**** Given passage
Created: 26 Apr 2014 | Modified: 17 Jun 2014 | BibTeX Entry | RIS Citation |
A growing literature (especially in archaeology and anthropology) uses statistical signatures from various social learning models to identify data samples as originating from populations who practiced various forms of biased cultural transmission. Luke Premo and I have independently analyzed problems with identifiability in time averaged assemblages (Madsen 2012; Premo 2014), although Kandler’s (2013) work on time-transgressive estimates is a partial and promising solution.
But most work to date has focused on analytic or simulation models of “pure” populations of social learners, in which the population exhibits one mode of cultural transmission. Although researchers universally recognize that real populations are heterogeneous in the way social learning occurs, both among individuals and over time and subject within an individual’s behavioral repertoire, we do not yet understand the statistical identifiability of mixed, heterogenous populations.
********
**** Entries provided
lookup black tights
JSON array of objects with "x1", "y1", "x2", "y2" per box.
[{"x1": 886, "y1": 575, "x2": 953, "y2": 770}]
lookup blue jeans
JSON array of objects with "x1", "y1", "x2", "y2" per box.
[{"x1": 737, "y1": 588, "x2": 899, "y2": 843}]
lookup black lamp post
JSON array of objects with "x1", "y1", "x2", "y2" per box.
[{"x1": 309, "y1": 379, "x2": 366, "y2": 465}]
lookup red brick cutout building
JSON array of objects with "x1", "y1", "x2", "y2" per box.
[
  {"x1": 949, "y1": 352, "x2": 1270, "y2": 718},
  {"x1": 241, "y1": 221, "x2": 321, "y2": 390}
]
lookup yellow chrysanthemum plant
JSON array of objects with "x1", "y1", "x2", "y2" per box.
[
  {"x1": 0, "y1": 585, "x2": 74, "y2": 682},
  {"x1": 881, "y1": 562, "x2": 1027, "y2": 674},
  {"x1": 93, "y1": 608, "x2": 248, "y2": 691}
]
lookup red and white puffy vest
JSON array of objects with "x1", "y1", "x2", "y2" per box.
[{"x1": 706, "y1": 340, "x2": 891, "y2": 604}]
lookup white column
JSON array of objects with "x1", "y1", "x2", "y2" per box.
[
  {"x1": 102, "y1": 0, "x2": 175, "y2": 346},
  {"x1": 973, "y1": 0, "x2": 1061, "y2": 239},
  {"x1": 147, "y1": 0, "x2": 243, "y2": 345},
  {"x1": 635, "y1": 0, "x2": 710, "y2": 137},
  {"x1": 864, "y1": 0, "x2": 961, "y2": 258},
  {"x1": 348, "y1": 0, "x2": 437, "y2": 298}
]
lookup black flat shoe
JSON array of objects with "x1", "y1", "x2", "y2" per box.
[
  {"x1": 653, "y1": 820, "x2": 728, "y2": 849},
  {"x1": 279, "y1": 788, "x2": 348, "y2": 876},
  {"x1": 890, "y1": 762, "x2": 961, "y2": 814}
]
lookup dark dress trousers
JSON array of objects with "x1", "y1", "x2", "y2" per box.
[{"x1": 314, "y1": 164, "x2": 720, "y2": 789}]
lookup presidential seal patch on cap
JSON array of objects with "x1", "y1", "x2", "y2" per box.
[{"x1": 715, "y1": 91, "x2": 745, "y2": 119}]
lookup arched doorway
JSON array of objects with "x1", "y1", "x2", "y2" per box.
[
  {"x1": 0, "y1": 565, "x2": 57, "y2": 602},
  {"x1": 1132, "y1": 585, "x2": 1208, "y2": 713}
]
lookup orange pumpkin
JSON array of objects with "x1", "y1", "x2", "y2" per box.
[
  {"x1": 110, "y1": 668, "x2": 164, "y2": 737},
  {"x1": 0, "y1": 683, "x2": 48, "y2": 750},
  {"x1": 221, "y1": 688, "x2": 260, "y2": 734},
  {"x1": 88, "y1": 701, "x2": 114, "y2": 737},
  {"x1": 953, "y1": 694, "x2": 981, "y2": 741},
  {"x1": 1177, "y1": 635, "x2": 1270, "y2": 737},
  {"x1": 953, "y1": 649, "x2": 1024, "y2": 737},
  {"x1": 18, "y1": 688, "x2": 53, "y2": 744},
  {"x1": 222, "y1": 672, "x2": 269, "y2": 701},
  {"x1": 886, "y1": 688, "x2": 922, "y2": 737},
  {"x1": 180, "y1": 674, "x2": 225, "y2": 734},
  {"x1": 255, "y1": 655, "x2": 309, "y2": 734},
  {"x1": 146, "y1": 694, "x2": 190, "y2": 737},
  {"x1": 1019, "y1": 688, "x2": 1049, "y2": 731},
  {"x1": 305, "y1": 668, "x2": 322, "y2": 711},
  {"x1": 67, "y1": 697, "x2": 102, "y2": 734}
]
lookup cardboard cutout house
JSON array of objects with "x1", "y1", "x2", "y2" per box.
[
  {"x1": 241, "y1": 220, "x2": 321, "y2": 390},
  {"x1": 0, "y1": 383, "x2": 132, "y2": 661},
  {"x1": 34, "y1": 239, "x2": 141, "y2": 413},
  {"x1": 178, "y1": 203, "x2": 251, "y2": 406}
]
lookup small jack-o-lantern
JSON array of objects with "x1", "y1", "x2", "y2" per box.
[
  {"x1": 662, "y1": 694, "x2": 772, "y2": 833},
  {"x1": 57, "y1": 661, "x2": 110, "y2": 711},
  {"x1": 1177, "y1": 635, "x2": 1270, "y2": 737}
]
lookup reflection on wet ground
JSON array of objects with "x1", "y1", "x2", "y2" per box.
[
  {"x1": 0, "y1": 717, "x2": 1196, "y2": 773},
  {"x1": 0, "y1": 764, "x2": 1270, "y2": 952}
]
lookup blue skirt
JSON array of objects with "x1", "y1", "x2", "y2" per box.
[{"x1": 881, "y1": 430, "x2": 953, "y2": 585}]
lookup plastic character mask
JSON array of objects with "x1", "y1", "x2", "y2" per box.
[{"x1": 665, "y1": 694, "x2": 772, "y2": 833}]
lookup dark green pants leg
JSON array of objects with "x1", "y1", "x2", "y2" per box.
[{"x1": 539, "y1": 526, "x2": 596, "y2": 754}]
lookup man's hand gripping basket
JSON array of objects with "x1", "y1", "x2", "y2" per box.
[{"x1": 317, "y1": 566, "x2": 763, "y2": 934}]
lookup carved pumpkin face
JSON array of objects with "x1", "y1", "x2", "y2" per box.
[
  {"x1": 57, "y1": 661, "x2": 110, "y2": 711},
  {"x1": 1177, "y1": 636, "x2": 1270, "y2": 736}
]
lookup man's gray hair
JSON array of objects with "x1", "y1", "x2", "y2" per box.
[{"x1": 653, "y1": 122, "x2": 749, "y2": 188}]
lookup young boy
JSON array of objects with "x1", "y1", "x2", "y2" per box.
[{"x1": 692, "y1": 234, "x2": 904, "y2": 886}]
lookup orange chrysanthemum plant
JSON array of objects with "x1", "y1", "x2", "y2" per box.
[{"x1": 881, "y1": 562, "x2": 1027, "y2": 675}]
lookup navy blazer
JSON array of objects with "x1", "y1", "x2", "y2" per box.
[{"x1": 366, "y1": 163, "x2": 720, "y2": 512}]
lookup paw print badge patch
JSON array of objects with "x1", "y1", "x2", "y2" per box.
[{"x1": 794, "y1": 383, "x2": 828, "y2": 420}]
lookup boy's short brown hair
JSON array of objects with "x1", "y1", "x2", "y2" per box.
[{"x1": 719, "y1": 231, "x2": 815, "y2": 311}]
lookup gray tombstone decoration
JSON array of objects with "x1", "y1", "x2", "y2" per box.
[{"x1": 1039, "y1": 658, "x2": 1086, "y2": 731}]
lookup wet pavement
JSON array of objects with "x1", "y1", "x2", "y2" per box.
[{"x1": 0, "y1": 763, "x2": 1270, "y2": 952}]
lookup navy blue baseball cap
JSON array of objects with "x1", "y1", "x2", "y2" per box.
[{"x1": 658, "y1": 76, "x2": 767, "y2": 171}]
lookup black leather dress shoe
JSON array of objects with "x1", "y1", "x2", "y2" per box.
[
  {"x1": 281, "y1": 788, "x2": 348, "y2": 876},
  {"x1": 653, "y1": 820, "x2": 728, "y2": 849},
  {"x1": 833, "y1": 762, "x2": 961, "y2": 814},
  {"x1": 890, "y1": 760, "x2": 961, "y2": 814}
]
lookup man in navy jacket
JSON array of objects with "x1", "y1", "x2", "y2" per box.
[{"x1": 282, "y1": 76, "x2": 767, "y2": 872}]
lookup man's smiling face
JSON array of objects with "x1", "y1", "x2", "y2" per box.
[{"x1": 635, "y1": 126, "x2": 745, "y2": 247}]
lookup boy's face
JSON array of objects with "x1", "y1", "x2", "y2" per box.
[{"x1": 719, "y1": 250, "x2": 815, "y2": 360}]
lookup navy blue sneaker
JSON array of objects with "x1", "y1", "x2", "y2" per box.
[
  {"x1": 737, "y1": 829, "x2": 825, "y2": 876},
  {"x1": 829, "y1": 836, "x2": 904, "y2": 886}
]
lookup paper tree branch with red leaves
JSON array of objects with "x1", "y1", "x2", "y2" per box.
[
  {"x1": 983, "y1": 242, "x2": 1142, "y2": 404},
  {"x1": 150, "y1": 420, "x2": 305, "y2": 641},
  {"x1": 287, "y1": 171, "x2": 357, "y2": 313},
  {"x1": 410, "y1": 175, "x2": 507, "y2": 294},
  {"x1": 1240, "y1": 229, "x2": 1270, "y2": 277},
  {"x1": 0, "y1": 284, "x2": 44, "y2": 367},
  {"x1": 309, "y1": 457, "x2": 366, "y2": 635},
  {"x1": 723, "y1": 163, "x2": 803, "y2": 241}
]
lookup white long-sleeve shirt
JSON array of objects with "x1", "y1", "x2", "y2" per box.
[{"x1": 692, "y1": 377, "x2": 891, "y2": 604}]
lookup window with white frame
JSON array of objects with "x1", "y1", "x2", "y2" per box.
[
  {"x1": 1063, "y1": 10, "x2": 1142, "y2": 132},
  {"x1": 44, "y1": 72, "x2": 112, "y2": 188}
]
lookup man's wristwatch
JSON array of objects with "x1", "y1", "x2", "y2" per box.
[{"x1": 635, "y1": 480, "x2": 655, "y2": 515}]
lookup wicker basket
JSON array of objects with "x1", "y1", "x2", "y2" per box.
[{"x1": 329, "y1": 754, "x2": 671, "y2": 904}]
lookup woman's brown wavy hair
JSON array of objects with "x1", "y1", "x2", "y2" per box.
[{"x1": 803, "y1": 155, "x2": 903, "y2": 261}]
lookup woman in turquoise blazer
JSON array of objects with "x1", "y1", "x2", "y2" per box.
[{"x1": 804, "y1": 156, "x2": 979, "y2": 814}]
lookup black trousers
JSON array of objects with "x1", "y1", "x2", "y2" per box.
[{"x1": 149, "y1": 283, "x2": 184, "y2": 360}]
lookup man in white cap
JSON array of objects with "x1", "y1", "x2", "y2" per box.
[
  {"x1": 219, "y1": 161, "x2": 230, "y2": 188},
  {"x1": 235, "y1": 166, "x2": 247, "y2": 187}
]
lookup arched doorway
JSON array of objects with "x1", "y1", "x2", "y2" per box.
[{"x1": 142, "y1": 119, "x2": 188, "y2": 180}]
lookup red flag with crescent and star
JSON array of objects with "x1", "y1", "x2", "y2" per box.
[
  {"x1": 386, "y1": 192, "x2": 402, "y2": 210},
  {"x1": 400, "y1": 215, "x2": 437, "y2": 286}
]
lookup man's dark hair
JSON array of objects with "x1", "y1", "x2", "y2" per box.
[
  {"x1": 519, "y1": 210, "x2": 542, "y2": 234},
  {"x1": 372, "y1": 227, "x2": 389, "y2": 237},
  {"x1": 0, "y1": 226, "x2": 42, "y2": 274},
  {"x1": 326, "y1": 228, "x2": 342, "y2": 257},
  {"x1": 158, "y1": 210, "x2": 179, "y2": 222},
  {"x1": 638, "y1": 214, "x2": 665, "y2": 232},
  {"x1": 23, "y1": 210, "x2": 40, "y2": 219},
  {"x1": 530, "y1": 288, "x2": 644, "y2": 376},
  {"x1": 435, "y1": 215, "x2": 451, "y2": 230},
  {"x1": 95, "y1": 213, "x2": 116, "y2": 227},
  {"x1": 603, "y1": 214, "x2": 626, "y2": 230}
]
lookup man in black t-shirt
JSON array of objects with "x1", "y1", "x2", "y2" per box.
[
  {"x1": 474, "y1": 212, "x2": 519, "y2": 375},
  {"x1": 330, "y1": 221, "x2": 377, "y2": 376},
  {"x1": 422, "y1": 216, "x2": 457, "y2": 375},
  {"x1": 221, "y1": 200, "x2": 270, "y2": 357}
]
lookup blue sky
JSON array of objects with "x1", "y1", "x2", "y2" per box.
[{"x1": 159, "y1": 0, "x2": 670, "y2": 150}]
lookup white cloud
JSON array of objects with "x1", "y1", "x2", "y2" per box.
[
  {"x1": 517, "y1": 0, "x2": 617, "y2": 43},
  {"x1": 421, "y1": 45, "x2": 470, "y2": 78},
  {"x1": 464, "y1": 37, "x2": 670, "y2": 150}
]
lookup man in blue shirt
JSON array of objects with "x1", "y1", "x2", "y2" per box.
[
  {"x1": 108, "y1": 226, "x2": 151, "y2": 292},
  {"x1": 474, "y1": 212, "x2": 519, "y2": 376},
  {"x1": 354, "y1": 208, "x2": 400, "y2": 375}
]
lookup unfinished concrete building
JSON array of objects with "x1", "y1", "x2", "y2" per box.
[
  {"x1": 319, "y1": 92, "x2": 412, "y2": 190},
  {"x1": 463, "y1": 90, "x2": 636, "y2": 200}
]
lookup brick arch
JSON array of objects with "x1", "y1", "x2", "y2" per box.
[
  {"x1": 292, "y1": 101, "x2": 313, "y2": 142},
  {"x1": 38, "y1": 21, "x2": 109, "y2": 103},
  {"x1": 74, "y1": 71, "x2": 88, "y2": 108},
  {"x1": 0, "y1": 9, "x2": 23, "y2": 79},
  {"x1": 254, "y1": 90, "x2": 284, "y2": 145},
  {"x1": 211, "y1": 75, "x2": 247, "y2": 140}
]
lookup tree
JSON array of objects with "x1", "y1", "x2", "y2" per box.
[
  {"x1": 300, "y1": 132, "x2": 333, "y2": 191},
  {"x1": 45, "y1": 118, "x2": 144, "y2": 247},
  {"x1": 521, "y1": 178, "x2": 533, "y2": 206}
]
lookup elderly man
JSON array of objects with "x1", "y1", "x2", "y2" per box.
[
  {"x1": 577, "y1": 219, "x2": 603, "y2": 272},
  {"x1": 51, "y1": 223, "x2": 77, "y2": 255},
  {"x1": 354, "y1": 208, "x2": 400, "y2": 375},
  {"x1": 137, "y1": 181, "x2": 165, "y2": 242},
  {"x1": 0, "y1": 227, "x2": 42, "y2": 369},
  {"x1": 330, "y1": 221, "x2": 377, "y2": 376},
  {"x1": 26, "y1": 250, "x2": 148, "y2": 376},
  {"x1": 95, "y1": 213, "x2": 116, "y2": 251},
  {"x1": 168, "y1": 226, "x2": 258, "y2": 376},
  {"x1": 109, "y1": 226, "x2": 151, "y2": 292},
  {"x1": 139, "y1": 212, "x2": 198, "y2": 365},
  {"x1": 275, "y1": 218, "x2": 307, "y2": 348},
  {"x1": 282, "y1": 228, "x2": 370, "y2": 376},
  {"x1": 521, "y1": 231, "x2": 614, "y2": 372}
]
********
Rewrite the passage on biased cultural transmission, everything from "Created: 26 Apr" down to "and promising solution.", with "statistical signatures" changed to "statistical fingerprints".

Created: 26 Apr 2014 | Modified: 17 Jun 2014 | BibTeX Entry | RIS Citation |
A growing literature (especially in archaeology and anthropology) uses statistical fingerprints from various social learning models to identify data samples as originating from populations who practiced various forms of biased cultural transmission. Luke Premo and I have independently analyzed problems with identifiability in time averaged assemblages (Madsen 2012; Premo 2014), although Kandler’s (2013) work on time-transgressive estimates is a partial and promising solution.